>>>
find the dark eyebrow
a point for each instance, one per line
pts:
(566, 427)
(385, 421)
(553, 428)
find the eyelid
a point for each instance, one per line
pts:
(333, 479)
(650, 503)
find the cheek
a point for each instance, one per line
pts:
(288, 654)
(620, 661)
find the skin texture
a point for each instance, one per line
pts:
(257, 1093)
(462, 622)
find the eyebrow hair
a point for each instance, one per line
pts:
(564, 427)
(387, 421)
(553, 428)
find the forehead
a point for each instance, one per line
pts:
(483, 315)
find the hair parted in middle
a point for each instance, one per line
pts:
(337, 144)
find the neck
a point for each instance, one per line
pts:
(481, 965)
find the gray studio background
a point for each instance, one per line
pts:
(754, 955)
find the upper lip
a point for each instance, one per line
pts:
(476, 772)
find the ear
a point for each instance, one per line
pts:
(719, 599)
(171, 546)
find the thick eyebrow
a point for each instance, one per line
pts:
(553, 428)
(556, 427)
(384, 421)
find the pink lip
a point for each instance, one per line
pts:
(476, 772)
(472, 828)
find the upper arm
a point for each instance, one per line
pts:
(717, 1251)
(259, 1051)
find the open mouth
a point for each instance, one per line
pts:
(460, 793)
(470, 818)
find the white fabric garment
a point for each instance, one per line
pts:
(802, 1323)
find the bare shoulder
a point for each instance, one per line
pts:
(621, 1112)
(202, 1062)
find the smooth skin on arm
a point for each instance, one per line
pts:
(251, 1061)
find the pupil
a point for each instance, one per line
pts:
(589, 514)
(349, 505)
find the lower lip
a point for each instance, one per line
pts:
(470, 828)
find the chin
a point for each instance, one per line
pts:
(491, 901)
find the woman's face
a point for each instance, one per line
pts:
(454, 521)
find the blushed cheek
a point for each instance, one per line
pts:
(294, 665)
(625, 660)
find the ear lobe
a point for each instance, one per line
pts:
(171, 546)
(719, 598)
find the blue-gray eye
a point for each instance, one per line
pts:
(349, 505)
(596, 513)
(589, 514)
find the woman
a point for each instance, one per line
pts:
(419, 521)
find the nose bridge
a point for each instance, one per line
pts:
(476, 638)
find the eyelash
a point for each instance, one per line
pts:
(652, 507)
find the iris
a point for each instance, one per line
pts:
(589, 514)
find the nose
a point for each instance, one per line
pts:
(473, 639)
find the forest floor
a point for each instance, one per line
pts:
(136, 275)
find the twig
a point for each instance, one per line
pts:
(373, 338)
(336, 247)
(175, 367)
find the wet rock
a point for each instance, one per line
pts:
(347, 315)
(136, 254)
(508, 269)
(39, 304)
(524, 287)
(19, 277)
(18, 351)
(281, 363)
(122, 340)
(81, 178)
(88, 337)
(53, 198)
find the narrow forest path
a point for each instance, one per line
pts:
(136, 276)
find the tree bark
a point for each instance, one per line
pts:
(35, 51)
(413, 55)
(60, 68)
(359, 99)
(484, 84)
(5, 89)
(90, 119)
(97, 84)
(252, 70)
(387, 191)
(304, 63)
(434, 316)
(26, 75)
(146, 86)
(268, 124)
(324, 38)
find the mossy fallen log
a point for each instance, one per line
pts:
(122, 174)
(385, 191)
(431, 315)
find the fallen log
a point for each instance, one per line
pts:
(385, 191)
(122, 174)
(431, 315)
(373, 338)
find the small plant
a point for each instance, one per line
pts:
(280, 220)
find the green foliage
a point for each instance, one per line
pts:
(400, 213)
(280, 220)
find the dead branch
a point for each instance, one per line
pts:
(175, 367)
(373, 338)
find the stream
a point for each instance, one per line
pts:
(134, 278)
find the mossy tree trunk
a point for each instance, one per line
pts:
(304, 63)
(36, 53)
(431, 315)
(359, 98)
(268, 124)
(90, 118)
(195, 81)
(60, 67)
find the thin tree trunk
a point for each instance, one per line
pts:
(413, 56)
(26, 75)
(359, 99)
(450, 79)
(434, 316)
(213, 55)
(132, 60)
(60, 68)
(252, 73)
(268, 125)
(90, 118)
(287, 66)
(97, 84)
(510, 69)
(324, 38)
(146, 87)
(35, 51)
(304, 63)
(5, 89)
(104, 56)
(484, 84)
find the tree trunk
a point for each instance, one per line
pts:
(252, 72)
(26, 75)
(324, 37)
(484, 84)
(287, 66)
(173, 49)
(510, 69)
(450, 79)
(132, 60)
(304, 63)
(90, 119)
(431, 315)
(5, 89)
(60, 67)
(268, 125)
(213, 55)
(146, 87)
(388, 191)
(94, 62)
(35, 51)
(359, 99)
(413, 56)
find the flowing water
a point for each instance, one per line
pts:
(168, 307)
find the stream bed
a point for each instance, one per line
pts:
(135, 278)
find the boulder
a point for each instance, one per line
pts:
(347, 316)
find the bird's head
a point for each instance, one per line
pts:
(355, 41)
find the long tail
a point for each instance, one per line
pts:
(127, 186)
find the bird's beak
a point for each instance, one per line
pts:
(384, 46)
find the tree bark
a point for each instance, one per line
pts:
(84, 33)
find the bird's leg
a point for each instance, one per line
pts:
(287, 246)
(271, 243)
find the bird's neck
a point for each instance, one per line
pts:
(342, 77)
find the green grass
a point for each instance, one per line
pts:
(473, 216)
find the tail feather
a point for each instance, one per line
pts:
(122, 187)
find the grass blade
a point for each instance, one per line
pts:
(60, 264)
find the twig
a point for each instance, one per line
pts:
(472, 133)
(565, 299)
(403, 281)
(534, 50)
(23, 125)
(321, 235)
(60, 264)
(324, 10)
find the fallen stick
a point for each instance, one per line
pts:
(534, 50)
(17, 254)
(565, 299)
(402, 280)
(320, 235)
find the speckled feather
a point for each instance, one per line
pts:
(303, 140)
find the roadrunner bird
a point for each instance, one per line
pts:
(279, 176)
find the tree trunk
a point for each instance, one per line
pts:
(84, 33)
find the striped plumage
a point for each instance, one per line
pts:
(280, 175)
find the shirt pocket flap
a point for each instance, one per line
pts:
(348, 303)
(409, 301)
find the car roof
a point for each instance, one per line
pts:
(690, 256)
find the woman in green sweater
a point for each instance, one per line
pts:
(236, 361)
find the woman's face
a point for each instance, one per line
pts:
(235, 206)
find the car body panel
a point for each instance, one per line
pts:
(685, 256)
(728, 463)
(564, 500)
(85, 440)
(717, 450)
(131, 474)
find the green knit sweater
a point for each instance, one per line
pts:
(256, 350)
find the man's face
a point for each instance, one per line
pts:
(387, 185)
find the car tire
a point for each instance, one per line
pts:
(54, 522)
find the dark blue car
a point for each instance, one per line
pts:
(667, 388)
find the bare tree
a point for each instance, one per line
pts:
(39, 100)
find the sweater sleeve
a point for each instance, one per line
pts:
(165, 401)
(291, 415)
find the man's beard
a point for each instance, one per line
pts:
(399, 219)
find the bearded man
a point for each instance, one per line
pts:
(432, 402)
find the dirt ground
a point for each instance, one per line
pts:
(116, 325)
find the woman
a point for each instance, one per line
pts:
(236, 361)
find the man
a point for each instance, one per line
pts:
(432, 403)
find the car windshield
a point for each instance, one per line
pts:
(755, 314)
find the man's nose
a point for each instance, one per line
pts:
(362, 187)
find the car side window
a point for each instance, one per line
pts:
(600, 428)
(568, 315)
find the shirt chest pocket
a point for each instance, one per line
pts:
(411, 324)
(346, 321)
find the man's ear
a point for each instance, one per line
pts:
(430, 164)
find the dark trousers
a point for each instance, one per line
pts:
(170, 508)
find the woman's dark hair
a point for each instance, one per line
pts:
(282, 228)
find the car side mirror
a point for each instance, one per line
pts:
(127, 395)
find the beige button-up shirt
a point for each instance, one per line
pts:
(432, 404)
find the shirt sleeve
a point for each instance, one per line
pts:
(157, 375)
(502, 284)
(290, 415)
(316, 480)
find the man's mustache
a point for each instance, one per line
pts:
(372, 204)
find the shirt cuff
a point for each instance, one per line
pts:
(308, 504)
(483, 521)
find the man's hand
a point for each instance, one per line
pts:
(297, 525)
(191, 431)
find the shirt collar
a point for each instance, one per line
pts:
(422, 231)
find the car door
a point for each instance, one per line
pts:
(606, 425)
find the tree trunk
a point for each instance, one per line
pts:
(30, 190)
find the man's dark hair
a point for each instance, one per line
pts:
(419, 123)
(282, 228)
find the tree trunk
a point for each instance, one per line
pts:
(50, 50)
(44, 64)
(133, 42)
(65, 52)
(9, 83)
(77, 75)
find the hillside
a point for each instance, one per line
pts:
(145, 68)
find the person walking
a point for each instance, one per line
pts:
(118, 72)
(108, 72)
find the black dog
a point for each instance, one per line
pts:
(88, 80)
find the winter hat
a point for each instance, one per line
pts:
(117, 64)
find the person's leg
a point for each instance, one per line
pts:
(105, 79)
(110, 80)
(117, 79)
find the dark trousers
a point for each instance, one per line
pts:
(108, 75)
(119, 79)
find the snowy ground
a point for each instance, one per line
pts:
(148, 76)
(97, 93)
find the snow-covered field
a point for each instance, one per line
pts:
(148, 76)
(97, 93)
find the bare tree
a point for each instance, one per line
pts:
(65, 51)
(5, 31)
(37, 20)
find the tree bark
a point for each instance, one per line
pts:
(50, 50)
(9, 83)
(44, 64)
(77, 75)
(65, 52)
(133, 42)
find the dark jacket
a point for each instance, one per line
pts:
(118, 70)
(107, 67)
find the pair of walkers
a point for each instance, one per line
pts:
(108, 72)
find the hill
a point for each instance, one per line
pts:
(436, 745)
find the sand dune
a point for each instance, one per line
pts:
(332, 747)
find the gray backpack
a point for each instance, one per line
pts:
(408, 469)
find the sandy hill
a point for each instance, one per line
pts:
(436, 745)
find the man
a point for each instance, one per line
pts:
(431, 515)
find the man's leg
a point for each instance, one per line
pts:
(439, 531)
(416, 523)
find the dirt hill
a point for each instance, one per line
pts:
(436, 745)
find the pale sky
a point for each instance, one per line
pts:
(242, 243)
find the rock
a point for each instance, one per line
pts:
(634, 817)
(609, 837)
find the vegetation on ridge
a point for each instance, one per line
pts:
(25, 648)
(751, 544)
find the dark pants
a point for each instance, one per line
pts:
<<<
**What to work on**
Retype exactly the lines of the data above that fall between the line with "find the bird's head" and the line with "find the striped plumage", inclusive, and add nothing.

**Response to this exercise**
find the bird's head
a point for each instance, one per line
pts:
(355, 41)
find the long tail
a point for each instance, one per line
pts:
(127, 186)
find the bird's beak
a point for each instance, one per line
pts:
(384, 46)
find the tree bark
a point for each instance, one per line
pts:
(84, 33)
find the bird's leg
a point for each instance, one per line
pts:
(287, 246)
(271, 243)
find the bird's neck
a point for each instance, one per line
pts:
(342, 77)
find the green grass
a point for each instance, one per line
pts:
(473, 216)
find the tail feather
a point for each instance, one per line
pts:
(122, 187)
find the grass blade
a point for each instance, one per line
pts:
(60, 264)
find the twig
a point for each instance, one per line
pts:
(472, 133)
(565, 299)
(403, 281)
(534, 50)
(23, 125)
(321, 235)
(60, 264)
(324, 10)
find the fallen stick
a point for each instance, one per line
pts:
(534, 50)
(17, 254)
(565, 299)
(402, 280)
(320, 235)
find the speckled feather
a point for each instance, one per line
pts:
(303, 140)
find the roadrunner bird
a point for each instance, one per line
pts:
(279, 176)
find the tree trunk
a point for each instance, one per line
pts:
(84, 33)
find the striped plumage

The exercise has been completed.